REQUIRED ACTION. Consider the listing below. Extract exactly the lines from the line containing "<point>965,257</point>" to the line containing "<point>223,673</point>", both included.

(Beginning of STORED DATA)

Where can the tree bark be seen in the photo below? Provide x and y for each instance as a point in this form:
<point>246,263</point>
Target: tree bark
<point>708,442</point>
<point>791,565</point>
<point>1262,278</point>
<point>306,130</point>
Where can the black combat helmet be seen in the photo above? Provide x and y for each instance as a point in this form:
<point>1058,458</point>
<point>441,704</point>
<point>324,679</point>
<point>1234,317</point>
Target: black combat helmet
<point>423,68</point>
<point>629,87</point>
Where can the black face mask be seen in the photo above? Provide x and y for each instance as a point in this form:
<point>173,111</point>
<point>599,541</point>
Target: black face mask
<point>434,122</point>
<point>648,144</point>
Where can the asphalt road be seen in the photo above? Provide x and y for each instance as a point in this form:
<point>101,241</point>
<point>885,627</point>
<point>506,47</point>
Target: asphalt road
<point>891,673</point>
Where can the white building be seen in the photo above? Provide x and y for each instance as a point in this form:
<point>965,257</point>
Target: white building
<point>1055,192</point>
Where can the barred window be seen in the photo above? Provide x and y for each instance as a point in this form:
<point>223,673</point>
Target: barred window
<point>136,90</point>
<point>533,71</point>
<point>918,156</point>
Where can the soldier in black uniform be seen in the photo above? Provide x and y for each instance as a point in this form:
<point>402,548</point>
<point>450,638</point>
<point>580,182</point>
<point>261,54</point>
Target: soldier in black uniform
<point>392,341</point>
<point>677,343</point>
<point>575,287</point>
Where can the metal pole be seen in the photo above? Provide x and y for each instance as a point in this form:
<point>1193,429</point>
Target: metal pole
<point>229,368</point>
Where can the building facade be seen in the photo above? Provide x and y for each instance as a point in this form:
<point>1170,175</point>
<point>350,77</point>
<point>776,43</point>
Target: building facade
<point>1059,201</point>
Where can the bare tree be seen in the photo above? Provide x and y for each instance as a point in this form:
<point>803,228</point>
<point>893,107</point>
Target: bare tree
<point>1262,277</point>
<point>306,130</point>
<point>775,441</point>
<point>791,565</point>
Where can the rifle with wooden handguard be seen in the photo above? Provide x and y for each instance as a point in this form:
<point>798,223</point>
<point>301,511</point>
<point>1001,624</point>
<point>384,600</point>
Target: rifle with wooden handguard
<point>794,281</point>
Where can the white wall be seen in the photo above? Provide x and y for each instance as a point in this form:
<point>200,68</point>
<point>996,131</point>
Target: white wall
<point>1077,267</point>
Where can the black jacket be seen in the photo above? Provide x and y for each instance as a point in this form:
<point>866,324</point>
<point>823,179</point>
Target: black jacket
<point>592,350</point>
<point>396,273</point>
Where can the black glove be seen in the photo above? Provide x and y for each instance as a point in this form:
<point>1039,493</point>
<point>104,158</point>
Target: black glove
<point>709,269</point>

(End of STORED DATA)

OUTPUT OF THE TASK.
<point>965,257</point>
Target: white building
<point>1055,192</point>
Where can the barred window be seen in the photo above? Provide x and y for each instance as a point in this form:
<point>223,673</point>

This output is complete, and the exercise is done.